[Extracts from a box-labeled dataset]
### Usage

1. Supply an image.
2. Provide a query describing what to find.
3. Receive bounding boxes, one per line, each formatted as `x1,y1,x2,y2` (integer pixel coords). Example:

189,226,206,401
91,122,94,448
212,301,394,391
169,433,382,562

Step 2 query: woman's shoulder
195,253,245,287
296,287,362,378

** Task **
Print all of the rows above again without changing anything in them.

** Solution **
### Usage

1. Supply an image.
2. Provide a query describing what to find.
3. Receive bounding boxes, one per line, each formatted as `x1,y1,x2,y2` (integer pixel coords). Example:

189,226,206,401
91,122,94,448
212,301,394,391
169,433,382,562

Step 2 query: woman's shoulder
195,253,245,287
296,287,362,378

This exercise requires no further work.